> RECORDS FOR THIS EXERCISE
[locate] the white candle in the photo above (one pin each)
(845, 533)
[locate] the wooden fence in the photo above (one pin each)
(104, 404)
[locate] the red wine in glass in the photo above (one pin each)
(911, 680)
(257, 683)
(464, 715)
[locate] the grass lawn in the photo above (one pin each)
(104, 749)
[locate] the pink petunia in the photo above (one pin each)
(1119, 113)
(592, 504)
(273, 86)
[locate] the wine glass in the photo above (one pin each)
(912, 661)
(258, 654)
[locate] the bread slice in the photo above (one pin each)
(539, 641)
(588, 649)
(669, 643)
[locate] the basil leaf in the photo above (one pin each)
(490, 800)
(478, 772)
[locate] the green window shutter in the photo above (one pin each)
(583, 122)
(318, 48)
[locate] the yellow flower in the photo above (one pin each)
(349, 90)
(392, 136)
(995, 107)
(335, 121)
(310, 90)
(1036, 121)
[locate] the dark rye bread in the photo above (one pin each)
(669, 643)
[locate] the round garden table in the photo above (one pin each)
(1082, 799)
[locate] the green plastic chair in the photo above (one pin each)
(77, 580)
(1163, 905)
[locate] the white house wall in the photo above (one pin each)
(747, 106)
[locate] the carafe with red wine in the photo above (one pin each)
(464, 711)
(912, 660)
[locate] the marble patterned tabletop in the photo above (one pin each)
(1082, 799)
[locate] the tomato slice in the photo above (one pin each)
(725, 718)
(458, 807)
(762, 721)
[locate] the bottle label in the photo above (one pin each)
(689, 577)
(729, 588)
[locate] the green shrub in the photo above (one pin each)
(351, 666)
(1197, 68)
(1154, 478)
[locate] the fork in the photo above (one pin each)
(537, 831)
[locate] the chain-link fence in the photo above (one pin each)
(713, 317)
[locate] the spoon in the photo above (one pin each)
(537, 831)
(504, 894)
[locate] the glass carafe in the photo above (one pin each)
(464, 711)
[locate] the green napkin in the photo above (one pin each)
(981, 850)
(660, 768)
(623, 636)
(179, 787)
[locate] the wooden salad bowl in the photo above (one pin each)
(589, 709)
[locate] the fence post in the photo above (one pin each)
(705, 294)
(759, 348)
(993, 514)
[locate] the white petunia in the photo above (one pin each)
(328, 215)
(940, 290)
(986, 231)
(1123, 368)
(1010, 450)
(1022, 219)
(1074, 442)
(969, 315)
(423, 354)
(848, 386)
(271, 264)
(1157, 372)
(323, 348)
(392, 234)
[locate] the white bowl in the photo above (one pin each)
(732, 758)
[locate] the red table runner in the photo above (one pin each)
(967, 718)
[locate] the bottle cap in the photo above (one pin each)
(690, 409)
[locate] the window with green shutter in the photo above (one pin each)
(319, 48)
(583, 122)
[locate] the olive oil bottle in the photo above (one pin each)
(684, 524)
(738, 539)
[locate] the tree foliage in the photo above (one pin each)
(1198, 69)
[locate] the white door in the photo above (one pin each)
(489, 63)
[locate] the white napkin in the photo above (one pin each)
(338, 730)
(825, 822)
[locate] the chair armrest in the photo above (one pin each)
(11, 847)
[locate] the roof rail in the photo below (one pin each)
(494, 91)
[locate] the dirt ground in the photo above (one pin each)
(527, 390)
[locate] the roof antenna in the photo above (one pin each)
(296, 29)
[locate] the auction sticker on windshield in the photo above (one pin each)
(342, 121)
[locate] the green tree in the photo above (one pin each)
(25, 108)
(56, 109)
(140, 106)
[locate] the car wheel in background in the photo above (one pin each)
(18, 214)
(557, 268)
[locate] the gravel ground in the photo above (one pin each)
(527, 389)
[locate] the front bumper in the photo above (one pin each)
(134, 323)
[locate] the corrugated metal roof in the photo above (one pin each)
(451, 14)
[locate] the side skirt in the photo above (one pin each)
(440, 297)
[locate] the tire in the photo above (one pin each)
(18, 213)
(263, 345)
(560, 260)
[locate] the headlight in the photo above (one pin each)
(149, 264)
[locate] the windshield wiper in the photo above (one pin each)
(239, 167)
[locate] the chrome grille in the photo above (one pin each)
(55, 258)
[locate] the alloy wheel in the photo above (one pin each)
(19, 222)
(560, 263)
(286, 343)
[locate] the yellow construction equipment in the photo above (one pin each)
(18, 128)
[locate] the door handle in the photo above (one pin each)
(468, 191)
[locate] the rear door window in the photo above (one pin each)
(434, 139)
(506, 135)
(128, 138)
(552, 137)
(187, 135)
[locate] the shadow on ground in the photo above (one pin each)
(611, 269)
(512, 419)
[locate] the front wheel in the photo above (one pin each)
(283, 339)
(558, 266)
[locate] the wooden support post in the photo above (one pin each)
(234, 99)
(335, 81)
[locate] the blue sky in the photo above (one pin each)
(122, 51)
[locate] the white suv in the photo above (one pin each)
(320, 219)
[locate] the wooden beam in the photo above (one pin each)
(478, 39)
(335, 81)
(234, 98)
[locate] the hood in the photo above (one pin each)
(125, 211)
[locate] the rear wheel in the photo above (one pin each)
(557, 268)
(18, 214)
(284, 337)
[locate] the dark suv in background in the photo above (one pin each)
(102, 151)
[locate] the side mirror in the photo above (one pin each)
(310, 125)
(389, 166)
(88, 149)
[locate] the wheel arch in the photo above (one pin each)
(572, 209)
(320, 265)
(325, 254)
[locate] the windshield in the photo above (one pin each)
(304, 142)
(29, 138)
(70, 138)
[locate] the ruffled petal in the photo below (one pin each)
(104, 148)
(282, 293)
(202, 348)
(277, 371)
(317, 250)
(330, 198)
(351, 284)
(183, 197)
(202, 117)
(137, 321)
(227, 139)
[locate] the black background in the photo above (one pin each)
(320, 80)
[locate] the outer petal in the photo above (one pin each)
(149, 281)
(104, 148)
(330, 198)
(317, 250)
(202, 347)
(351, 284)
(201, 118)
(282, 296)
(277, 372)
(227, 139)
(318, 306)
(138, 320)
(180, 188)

> EXERCISE INSTRUCTIONS
Repeat every line of the data, exactly and in full.

> TASK RESULT
[locate] the white candle in the photo above (one pin each)
(845, 533)
[locate] the wooden fence in the photo above (one pin each)
(104, 404)
[locate] the red wine in glass in the photo above (one pin each)
(911, 680)
(257, 683)
(464, 715)
[locate] the grass lawn in the photo above (one pin each)
(104, 749)
[locate] the pink petunia in the photo above (one pin each)
(1119, 113)
(592, 504)
(273, 86)
[locate] the wine glass in the photo above (one pin each)
(912, 661)
(258, 654)
[locate] the bread slice in the photo above (one pin each)
(539, 641)
(588, 649)
(669, 643)
[locate] the basil leaf in the photo above (one pin each)
(490, 800)
(478, 772)
[locate] the green window shutter in the photo above (one pin each)
(583, 122)
(318, 48)
[locate] the yellow flower in the photo above (one pin each)
(349, 90)
(392, 136)
(995, 107)
(335, 121)
(310, 90)
(1036, 121)
[locate] the dark rye bread in the photo above (one pin each)
(669, 643)
[locate] the round garden table in the photo above (one pin each)
(1082, 799)
[locate] the green plastic chair in the photo above (one pin each)
(77, 580)
(1163, 905)
[locate] the white house wall in the photo above (one pin each)
(747, 106)
[locate] the carafe with red wine in the photo above (one pin each)
(464, 711)
(912, 660)
[locate] the marble patterned tabletop in the photo above (one pin each)
(1082, 799)
[locate] the tomato slice in the photo above (one pin each)
(725, 718)
(458, 807)
(762, 721)
[locate] the bottle label in the photo above (one pin each)
(689, 577)
(729, 588)
[locate] the green shrub in the photo above (one pin each)
(351, 666)
(1197, 68)
(1154, 478)
[locate] the fork in the photo above (one pin each)
(537, 831)
[locate] the chain-link fence in the photo above (one pin each)
(713, 317)
[locate] the spoon in the photo above (one pin each)
(537, 831)
(504, 894)
[locate] the glass carafe in the photo above (one pin each)
(464, 711)
[locate] the green napkin in the photo above (one pin each)
(981, 850)
(660, 768)
(623, 636)
(179, 787)
[locate] the wooden salad bowl in the photo above (one pin each)
(589, 709)
[locate] the fence post in the photo above (one pin each)
(705, 294)
(759, 348)
(993, 514)
[locate] the white petunia in the photo above (one pin each)
(328, 215)
(940, 290)
(986, 231)
(1123, 368)
(1010, 450)
(1022, 219)
(1074, 442)
(969, 315)
(423, 354)
(848, 386)
(271, 264)
(1157, 372)
(323, 348)
(392, 234)
[locate] the white bowl in the photo above (one pin each)
(732, 758)
[locate] the red table runner in the photo above (one pin each)
(967, 718)
[locate] the bottle cap in the photo above (one pin each)
(690, 409)
[locate] the window with green shutter in the photo above (one pin each)
(319, 48)
(583, 122)
[locate] the olive oil bottle in the photo above (one pin each)
(684, 524)
(738, 539)
[locate] the tree foliage in the photo above (one pin each)
(1198, 69)
[locate] the white door in the photo above (one pin each)
(489, 63)
[locate] the white napkin in the photo above (one pin each)
(338, 730)
(825, 822)
[locate] the chair armrest in the photo above (one pin each)
(11, 847)
[locate] the roof rail in the photo below (one pin each)
(494, 91)
[locate] the dirt ground in the photo above (one pin each)
(527, 390)
[locate] the roof antenna in the photo above (one pin each)
(296, 29)
[locate] the auction sticker on windshield in the photo above (one pin each)
(342, 121)
[locate] the green tree in the photo above (one pin each)
(25, 108)
(56, 109)
(140, 106)
[locate] the car wheel in background in the photo above (one pin each)
(18, 214)
(557, 268)
[locate] the gravel ground in the photo above (one pin each)
(527, 389)
[locate] the front bumper in the photo above (one pin each)
(134, 323)
[locate] the corrugated metal roof in the photo above (one pin each)
(451, 14)
[locate] the side skirt in the photo above (one pin each)
(440, 297)
[locate] the tire in the photo above (one pin each)
(18, 213)
(263, 345)
(560, 260)
[locate] the headlight in the photo above (one pin each)
(149, 264)
[locate] the windshield wiper in the photo above (one pin each)
(239, 167)
[locate] the chrome grille in the photo above (one pin each)
(55, 258)
[locate] the alloy wheel in the photo above (one pin each)
(19, 222)
(560, 263)
(286, 343)
[locate] the yellow construction equipment in the photo above (one pin each)
(18, 128)
[locate] the door handle in the photo above (one pin each)
(468, 191)
[locate] the rear door window in the photo above (one pin each)
(434, 139)
(506, 135)
(128, 138)
(552, 137)
(187, 135)
[locate] the shadow on ground in the photo above (one pin each)
(611, 269)
(512, 419)
[locate] the front wheel in the photo above (one pin each)
(283, 339)
(558, 266)
[locate] the wooden support post in the photo above (one pin each)
(234, 99)
(335, 81)
[locate] the blue sky in the photo above (one pin each)
(122, 51)
[locate] the white suv in the photo above (one pin each)
(320, 219)
[locate] the wooden beam in the photo above (one pin each)
(478, 39)
(335, 81)
(234, 98)
[locate] the hood in the photo above (one pin each)
(125, 211)
[locate] the rear wheel in the photo above (one pin each)
(557, 268)
(18, 214)
(284, 337)
[locate] the dark suv in background in the photo above (one pin each)
(102, 151)
[locate] the side mirror in the photo above (one pin each)
(310, 125)
(389, 166)
(88, 149)
[locate] the wheel arch in the photo above (one pin each)
(572, 209)
(320, 265)
(325, 254)
[locate] the windshield in the photo above (one pin each)
(304, 142)
(29, 138)
(70, 138)
[locate] the ruffled petal in the photo below (one pin each)
(104, 148)
(282, 293)
(202, 348)
(277, 371)
(317, 250)
(330, 198)
(351, 284)
(183, 197)
(202, 117)
(137, 321)
(227, 139)
[locate] the black background in the photo above (one pin each)
(320, 80)
[locate] the outer petal in the photo above (one pin each)
(149, 281)
(104, 148)
(330, 198)
(317, 250)
(202, 347)
(351, 284)
(201, 118)
(282, 296)
(277, 372)
(227, 139)
(318, 306)
(138, 320)
(180, 188)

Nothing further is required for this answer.